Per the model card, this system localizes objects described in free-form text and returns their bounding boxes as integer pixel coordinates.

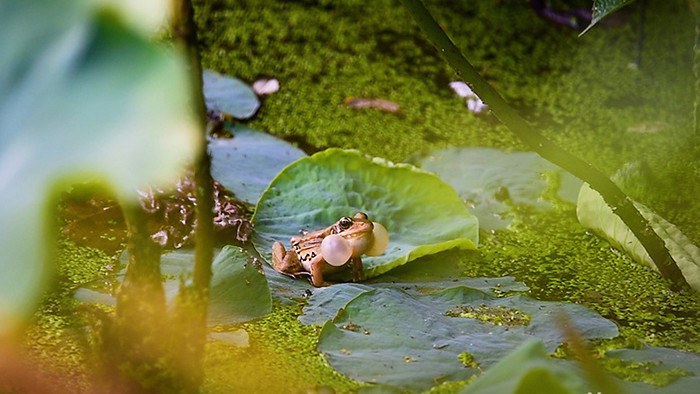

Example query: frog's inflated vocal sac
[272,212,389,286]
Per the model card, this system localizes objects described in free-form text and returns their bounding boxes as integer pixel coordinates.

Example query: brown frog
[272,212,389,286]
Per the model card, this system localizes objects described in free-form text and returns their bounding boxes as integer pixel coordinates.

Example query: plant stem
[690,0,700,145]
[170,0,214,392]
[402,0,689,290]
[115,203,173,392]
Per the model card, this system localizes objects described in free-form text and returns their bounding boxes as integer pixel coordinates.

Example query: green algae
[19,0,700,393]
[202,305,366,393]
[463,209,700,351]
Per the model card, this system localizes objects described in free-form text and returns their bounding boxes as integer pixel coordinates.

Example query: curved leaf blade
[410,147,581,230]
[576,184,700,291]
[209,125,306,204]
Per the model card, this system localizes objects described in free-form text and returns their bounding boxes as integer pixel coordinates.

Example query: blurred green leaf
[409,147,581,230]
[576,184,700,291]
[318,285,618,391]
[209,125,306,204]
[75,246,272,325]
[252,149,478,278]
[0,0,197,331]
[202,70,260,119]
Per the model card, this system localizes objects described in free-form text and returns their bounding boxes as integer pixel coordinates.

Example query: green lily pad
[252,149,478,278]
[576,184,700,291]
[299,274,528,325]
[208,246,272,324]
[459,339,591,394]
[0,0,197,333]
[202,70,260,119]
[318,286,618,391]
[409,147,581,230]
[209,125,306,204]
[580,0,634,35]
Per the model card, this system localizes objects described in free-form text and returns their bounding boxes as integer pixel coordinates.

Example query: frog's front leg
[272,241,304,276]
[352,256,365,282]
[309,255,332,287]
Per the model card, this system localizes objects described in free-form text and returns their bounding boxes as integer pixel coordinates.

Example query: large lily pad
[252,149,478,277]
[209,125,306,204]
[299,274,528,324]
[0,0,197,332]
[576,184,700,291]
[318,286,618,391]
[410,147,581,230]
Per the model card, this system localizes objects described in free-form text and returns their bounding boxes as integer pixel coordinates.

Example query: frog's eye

==============================

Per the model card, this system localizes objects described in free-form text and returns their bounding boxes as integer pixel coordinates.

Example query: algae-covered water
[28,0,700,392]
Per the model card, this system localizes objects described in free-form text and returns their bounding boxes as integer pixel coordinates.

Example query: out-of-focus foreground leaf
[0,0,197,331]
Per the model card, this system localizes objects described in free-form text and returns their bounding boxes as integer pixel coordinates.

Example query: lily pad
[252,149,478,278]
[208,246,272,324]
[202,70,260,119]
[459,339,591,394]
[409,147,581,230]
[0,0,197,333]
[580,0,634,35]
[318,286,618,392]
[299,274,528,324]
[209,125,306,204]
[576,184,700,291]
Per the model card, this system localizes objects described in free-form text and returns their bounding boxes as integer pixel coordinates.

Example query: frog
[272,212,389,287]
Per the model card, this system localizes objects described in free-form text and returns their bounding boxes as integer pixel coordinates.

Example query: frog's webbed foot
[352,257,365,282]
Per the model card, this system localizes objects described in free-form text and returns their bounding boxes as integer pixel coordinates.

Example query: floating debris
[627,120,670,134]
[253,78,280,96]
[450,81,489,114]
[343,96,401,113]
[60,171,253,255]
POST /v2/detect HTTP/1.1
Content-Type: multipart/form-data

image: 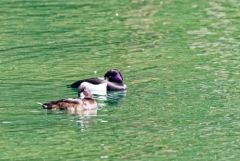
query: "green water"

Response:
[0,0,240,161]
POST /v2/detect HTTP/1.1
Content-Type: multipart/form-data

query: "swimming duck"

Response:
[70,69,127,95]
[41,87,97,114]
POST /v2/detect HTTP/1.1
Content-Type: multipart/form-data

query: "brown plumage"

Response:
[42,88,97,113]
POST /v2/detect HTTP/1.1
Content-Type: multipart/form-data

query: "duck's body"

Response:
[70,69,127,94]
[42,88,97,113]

==============================

The problem »
List every line in the two blocks above that contains the word "frog".

Response to the exercise »
Example query: frog's inflated vocal sac
Example query: brown frog
Example query: frog's front leg
Example query: frog's eye
Example query: frog
Example query: frog's webbed foot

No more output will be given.